Task details.
Write out only the lines running from the one that contains "Target: man's hand" to the end of the material, both ends included.

Task input.
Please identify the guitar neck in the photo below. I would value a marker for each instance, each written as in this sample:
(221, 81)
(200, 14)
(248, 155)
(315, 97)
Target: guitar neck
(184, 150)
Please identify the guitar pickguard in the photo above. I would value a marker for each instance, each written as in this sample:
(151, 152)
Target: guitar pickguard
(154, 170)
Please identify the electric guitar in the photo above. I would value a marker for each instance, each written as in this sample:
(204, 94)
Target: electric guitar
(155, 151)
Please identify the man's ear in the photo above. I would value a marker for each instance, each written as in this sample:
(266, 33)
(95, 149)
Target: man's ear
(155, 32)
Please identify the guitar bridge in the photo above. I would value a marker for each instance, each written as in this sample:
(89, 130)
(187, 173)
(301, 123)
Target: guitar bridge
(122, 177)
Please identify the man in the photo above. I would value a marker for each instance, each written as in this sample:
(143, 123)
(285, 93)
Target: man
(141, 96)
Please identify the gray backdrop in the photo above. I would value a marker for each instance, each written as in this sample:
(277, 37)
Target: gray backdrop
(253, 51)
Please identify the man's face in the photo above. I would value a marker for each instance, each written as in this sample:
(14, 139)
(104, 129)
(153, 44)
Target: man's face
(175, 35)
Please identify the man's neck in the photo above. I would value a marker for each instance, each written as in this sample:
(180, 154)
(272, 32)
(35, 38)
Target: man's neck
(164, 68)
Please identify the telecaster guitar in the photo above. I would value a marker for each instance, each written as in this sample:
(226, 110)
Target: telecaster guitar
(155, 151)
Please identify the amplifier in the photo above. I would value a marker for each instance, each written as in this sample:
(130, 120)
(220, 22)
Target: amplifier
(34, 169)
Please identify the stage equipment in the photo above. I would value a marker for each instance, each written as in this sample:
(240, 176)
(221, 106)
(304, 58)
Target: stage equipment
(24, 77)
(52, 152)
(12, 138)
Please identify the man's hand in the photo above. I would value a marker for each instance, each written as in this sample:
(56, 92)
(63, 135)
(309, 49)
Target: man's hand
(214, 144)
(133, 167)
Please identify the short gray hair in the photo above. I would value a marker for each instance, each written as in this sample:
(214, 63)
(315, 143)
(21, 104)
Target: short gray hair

Problem solution.
Target: man's hand
(214, 144)
(133, 167)
Please identify the short gray hair in the photo above. I would value a marker for each instance, each written as in this sample:
(214, 63)
(315, 143)
(21, 104)
Target: short gray hair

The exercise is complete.